§ **Activity 1**
Answer these questions using the forum thread on the natural brood nest, one answer per line marked (a), (b), (c).
(a) According to the first post, where do honeybees live in the wild?
(b) What cavity size did Dr. Tom Seeley find that bees prefer?
(c) How much sugar syrup did the author of the second post feed the colony?
§ **Activity 2**
Extend the forum thread on the natural brood nest, picking up right after its final sentence.

§ **Reading passage**

####

# the "natural" brood nest



## jmgi (Jan 15, 2009)

In the wild, honeybees inhabit hollow spots in tree trunks, or occasionally take up residence in walls of building structures. In each case the colony is confined to building comb in more of a vertical cavity than a horizontal one. Although I have never personally seen an established feral colony in either a tree or wall, I am assuming that the overall size of a feral colony including comb area and bees is smaller than the average healthy modern box kept colony during the honeyflow with at least a couple supers on. Maybe I'm wrong about this, so let me know if I am. 

So, if what I said above is true, could it be that a problem such as we have with varroa mites could be aggravated by having an enlarged brood nest beyond what would be normal in the wild. And I'm not even counting the potential problems with enlarged foundation cell size. In the wild, a colony when cramped for space will likely swarm once, with possible afterswarms, thus reducing the population back down to more reasonable levels as far as the colony is concerned. A break in the brood cycle will also occur with swarming.

Could it be that feral colonies may be better suited to deal with pests like mites because of them being "natural" in respect to cell size, swarming, plus a more compact brood nest? Just a thought, any opinions?


----------



## peterloringborst (Jan 19, 2010)

Dr. Tom Seeley has studied feral colonies in the woods around Ithaca for decades. He determined through careful study that bees prefer a cavity about the size of a standard Langstroth deep super (3 cheers for Langstroth) and that they like to be quite high up.

He put a lot of empty supers (no frames) around the woods in this area. The boxes are closed top and bottom with plywood, and mounted with the twenty inch dimension as the height (so the top is now the front). A two inch hole is cut in the front. 

I was fortunate enough to get one of these with a colony in it, last spring. It had some of the most beautiful combs I ever saw. Unfortunately, they were built in the "wrong" direction. Their dimensions were about 19 x 15. If they had gone the other way with them I could have easily mounted the entire combs into standard frames. 

Once I realized the size of the combs, I spent a whole week deciding how to best make use of the comb. I was able to fill several deep frames with unspliced pieces. The scraps I spliced together and mounted into frames held in place with rubber bands. 

When I acquired the colony it was bone dry. They had quite a bit of pollen but no honey. I fed three or four gallons of sugar syrup until the wild flowers kicked in. Gradually I moved them into regular frames and in the fall I took the natural combs away from them. I would like to measure the cells some day, but haven't gotten around to it.

####

§ **Dataset excerpts**
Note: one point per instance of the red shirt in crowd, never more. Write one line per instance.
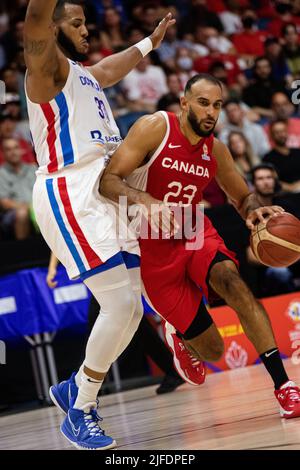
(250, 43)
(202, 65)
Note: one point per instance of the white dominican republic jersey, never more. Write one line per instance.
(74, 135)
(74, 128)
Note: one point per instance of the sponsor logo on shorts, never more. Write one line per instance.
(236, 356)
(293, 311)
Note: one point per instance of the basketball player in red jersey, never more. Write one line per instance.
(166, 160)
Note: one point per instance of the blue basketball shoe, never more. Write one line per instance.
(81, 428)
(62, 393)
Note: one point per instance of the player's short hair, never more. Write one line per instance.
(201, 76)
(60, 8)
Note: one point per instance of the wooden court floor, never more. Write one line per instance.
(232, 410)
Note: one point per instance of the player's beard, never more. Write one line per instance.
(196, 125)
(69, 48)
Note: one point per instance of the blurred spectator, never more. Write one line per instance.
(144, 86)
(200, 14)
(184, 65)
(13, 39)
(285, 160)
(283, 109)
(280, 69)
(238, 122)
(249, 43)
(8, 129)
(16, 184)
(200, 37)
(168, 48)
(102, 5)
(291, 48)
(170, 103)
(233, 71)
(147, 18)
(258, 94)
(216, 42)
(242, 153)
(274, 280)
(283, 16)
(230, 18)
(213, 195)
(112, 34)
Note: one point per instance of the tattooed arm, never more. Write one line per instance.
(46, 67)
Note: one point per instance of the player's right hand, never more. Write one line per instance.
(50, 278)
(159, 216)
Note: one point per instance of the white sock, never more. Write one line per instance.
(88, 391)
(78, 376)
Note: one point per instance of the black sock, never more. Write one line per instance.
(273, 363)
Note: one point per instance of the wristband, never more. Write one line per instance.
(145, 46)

####

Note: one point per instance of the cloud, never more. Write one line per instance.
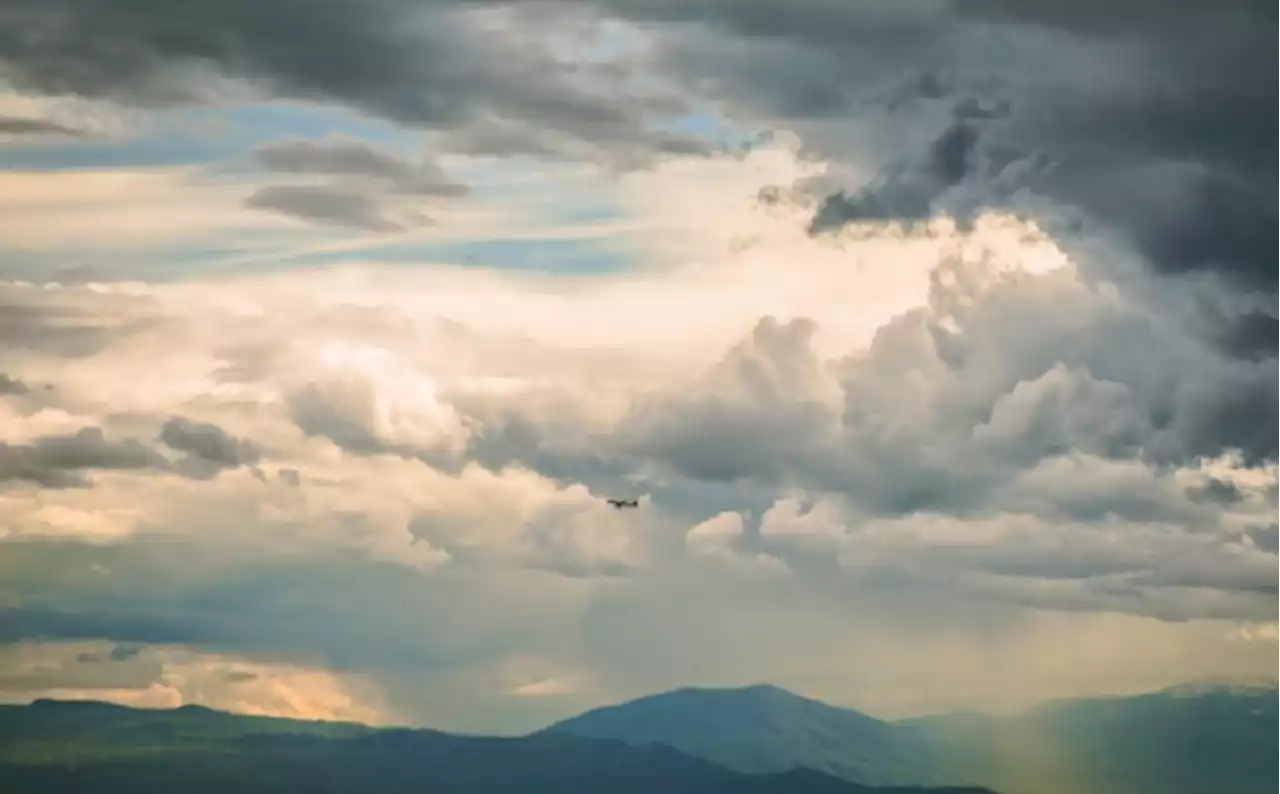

####

§ **Answer section 1**
(a) In hollow spots in tree trunks, or occasionally in the walls of buildings.
(b) A cavity about the size of a standard Langstroth deep super.
(c) Three or four gallons, fed until the wild flowers kicked in.

§ **Answer section 2**
Insofar as your idea that natural hives may be less plagued by mites due to small colony size and regular swarming, I have thought this to be likely for many years. There have been a few studies done in Europe running bees in one or two boxes without supering and letting them swarm. I think it is an excellent idea, especially if one is keeping bees for conservation purposes instead of honey production. Unfortunately, they are still liable to get mites, nosema and AFB, so you have to at least inspect them periodically, hence the need for frames.


----------



## jmgi (Jan 15, 2009)

Your information about feral colonies was quite interesting to read, I hope someday to stumble upon one myself in a tree, I usually do look for them when I take frequent walks in the woods, but have not been fortunate enough yet to find one. 

How is that cut out colony doing for you so far?


----------



## AmericasBeekeeper (Jan 24, 2010)

I have cut a few feral colonies out of trees. Most of the time there were more than one deep super would hold. Swarming does break the brood cycle for Varroa mites and brood diseases. I think you are on the right track returning to natural beekeeping. Wild hives are in trees for protection. Protection from weather. Protection from being eaten by mammals like skunks, raccoons and bears. Protection from having their work eaten or destroyed by other insects, rodents, birds, parasites and diseases. So beekeepers move their hives to ground level where it is easier to work them. There is a reason wood houses are 18 inches or more off the ground with a metal barrier. I shared my thoughts on my website at
http:americasbeekeeper.com/height_of_hive

Gary VanCleef
americasbeekeeper.com
americasbeekeeper.org


----------



## Robbo (May 11, 2008)

this one??

http://americasbeekeeper.com/height_of_hive_entrance.htm


----------



## peterloringborst (Jan 19, 2010)

jmgi said:


> How is that cut out colony doing for you so far?


Well, they didn't get as strong as I hoped for, but they made a fair amount of honey for winter. I added an extra medium depth full of light spring honey from another hive, so they have more than enough honey. It's been mostly in the twenties here for weeks. They've had at least one cleansing flight this year. Jan 25 and 26 daytime temps were in the 50s.


----------



## AmericasBeekeeper (Jan 24, 2010)

That is correct. I cannot remember all the pages on both sites any more. I will be 52 in two weeks so I have an excuse.

Gary VanCleef
americasbeekeeper.com
americasbeekeeper.org


----------



## jmgi (Jan 15, 2009)

Peter, so you are wintering them in one deep and one medium? Hope they make it through for you. Maybe you can produce some tough northern adapted queens from them someday!


----------



## bigbearomaha (Sep 3, 2009)

I have seen a few horizontal feral hives in porch roofs, under porch floorboards, etc...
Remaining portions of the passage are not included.